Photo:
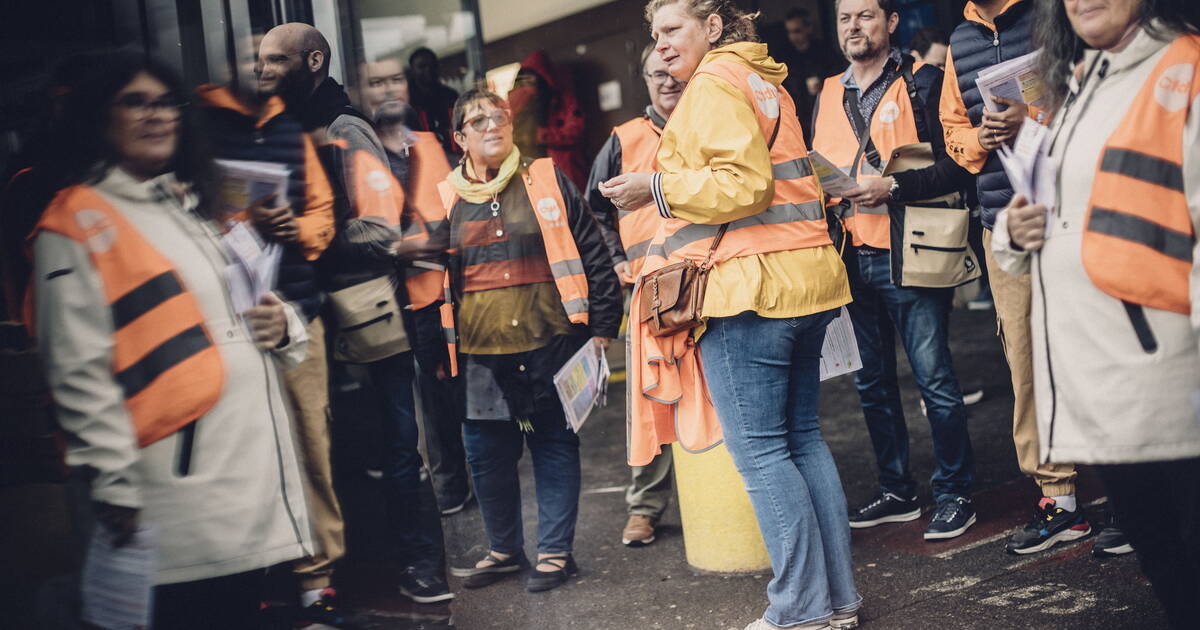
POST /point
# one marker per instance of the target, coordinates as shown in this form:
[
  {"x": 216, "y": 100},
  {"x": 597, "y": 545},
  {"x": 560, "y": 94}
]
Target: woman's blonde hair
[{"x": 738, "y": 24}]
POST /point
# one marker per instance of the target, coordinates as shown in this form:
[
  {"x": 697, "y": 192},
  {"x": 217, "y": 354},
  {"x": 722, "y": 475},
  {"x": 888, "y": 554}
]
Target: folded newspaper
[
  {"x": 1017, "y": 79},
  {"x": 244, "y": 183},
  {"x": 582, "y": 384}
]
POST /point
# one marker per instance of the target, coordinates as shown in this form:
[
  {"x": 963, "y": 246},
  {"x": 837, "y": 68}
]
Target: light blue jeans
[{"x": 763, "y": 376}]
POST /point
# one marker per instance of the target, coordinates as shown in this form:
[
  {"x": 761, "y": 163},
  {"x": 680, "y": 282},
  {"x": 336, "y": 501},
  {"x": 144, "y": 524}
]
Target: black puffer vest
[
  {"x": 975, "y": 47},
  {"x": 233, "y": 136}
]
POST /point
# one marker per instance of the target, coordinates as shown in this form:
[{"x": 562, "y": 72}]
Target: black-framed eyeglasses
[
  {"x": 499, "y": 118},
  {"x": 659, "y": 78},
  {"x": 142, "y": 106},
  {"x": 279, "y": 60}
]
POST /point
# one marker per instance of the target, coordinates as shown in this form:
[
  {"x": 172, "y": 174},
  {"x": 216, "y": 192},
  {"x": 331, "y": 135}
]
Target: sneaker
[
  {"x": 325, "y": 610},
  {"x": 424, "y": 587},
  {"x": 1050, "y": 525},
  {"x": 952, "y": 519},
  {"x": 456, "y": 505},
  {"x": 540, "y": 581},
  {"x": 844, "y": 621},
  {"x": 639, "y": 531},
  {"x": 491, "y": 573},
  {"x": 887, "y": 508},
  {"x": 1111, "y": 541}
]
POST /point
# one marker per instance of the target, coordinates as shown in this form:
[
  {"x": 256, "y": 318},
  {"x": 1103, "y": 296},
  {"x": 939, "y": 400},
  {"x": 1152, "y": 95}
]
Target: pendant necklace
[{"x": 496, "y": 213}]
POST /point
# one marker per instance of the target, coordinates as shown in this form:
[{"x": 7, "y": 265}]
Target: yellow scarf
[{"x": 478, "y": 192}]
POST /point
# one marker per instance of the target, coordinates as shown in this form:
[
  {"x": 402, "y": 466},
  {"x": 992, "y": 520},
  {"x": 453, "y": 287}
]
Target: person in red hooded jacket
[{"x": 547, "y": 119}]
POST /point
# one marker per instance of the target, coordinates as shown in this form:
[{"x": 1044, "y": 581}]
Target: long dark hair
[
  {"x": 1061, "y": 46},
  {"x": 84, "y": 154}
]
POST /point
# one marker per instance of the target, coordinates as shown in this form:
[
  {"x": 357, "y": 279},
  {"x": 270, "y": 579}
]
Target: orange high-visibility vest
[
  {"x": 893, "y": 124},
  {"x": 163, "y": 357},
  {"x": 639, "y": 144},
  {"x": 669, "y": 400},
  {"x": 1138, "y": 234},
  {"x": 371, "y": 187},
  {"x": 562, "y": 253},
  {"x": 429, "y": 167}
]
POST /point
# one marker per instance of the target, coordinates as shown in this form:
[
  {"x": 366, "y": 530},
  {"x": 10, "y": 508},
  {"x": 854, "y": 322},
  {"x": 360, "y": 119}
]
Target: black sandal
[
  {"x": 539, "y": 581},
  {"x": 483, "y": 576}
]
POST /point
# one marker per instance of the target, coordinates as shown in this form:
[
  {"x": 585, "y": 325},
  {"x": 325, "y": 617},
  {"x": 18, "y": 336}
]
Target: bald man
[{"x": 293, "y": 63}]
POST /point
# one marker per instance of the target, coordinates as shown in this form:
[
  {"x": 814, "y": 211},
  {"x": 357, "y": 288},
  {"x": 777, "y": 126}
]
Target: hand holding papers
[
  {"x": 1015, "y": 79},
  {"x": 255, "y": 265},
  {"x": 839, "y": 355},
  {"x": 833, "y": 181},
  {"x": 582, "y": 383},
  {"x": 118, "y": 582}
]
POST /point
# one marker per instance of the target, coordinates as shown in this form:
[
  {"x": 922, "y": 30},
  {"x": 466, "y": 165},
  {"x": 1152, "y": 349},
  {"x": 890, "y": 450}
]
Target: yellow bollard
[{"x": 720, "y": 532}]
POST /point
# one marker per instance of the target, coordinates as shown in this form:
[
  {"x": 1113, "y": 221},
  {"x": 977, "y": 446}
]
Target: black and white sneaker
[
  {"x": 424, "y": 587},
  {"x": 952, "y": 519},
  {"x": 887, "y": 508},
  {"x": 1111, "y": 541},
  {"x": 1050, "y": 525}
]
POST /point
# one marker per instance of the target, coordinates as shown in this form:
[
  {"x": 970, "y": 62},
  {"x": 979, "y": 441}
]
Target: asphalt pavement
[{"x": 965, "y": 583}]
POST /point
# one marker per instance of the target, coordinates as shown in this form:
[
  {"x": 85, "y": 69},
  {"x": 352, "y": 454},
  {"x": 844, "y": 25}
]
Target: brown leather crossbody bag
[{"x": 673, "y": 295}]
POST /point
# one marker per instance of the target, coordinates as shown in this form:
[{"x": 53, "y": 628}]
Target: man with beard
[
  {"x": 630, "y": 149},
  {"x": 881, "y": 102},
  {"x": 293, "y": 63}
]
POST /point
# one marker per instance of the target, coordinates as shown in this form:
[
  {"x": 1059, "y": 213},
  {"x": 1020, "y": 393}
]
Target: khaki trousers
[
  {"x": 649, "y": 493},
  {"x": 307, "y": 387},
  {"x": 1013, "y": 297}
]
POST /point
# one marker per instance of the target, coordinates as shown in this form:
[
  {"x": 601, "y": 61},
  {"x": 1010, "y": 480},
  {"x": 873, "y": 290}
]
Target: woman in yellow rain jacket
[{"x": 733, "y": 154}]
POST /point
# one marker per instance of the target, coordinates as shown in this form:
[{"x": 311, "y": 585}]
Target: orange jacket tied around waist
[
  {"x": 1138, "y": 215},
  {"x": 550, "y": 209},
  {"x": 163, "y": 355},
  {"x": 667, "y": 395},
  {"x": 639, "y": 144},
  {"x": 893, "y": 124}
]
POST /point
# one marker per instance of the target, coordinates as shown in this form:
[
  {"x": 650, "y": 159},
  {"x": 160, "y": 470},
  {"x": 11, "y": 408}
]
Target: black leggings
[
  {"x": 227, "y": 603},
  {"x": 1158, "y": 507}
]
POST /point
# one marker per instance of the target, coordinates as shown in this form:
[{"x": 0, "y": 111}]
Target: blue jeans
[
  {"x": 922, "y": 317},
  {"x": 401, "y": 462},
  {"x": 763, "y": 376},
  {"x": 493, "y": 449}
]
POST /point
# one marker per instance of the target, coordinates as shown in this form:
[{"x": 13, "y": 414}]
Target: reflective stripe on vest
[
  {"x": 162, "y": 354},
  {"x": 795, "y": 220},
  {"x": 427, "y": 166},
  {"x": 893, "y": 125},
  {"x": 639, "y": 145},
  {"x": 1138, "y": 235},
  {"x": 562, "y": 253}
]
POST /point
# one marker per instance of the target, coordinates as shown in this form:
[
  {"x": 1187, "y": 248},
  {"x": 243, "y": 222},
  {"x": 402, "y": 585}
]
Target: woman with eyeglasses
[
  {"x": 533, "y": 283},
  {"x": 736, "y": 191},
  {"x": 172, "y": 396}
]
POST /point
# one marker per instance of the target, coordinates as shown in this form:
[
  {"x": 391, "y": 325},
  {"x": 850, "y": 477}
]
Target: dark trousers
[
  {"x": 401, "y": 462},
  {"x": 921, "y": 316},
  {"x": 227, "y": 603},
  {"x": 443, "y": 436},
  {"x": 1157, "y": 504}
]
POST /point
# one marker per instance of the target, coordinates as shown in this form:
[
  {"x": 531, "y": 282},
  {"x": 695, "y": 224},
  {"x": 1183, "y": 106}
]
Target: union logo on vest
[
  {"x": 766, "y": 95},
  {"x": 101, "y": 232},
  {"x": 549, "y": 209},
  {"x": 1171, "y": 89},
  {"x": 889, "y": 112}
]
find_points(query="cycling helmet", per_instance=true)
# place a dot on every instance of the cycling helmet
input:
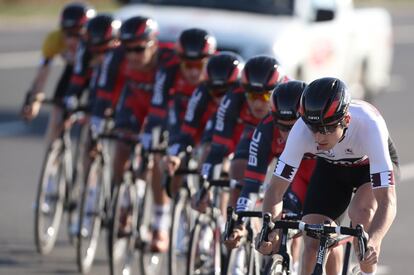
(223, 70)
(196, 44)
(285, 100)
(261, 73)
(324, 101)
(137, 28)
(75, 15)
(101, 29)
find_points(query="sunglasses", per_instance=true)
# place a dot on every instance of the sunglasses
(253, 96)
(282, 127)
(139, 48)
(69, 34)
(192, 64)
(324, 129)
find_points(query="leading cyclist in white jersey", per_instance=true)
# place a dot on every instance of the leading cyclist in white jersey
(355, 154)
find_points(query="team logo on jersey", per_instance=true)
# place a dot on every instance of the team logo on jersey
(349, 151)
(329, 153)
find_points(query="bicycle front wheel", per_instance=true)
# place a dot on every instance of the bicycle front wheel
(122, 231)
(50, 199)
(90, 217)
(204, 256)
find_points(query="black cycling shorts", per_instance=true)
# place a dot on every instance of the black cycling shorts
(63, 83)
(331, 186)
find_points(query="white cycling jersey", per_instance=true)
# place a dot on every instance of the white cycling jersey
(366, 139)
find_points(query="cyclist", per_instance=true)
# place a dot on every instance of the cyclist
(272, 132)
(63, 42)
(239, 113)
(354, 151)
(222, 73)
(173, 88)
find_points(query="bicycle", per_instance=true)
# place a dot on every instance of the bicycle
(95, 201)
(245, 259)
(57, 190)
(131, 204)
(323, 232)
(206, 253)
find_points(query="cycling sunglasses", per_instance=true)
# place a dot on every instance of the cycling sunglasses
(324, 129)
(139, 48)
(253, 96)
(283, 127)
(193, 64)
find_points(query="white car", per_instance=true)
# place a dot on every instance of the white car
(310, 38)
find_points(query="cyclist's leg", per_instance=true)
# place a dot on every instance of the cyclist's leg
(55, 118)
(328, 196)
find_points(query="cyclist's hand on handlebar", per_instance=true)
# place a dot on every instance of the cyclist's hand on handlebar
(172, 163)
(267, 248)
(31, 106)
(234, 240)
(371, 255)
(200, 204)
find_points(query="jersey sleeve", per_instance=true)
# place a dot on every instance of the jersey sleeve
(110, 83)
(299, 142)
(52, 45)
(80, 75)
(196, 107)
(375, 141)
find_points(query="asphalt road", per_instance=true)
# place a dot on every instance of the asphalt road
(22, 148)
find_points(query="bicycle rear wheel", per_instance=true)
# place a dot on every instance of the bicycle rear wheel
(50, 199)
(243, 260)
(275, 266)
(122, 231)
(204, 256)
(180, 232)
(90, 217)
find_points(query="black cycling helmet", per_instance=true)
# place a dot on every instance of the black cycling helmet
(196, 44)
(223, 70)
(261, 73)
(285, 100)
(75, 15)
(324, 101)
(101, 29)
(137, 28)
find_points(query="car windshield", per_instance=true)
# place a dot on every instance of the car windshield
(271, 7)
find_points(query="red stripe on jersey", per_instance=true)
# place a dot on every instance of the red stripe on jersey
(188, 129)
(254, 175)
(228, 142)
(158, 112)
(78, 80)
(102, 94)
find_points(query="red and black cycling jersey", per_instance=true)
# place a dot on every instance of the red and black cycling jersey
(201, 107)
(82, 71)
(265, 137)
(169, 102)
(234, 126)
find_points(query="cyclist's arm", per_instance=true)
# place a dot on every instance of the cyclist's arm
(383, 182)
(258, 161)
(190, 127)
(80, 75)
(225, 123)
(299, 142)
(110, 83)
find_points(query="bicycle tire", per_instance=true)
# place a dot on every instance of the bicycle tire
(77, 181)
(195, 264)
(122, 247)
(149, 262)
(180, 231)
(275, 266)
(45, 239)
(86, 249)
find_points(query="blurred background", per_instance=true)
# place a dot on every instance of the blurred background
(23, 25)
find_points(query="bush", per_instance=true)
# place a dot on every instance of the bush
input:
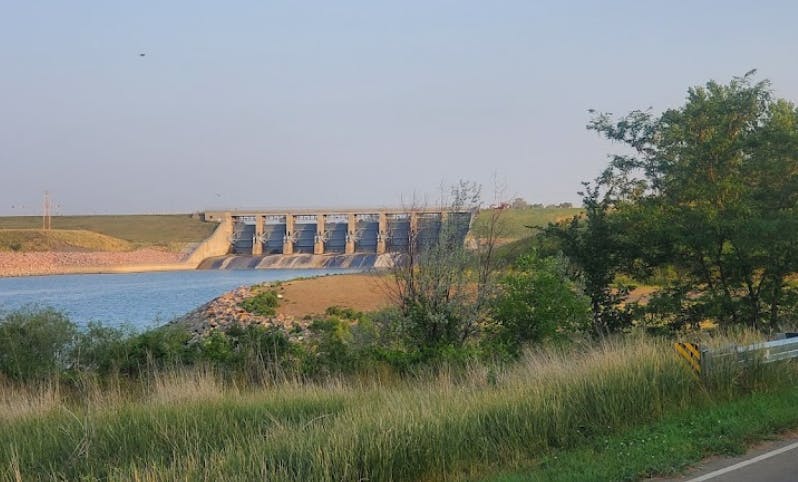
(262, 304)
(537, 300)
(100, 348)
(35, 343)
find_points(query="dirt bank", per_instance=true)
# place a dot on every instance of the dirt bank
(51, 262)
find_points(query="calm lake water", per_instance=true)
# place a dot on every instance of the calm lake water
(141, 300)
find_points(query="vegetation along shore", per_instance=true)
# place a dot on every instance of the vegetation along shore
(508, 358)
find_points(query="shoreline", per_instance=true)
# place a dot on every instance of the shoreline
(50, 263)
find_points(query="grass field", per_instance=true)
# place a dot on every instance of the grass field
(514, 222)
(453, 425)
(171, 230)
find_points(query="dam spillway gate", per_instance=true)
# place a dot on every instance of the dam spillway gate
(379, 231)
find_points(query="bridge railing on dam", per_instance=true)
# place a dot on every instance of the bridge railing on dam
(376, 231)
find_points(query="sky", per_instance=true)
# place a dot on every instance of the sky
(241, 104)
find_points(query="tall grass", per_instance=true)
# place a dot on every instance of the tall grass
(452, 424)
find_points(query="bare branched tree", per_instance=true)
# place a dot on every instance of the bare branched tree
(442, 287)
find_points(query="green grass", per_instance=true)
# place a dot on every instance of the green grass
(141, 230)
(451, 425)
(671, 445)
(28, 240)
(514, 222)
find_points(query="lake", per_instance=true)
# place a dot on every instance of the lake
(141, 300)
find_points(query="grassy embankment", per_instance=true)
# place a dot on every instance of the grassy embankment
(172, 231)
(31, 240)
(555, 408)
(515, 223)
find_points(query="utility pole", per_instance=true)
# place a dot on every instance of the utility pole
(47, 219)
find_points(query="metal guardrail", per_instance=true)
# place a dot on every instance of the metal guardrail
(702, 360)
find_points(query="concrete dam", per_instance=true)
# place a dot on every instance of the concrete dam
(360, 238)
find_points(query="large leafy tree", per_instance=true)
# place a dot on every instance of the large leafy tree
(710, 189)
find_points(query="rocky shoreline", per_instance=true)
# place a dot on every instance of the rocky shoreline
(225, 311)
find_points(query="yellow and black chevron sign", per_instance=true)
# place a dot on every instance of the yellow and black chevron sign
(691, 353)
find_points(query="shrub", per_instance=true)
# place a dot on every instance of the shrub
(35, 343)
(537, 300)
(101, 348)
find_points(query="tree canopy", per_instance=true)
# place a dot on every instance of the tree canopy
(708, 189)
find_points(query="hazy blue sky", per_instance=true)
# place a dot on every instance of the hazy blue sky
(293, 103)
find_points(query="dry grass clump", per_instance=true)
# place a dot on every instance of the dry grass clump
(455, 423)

════

• [What is required]
Count the lines in the data above that contain the string "front", treating uppercase and lowercase as different. Reply with the number only.

• [Reply to the exercise]
2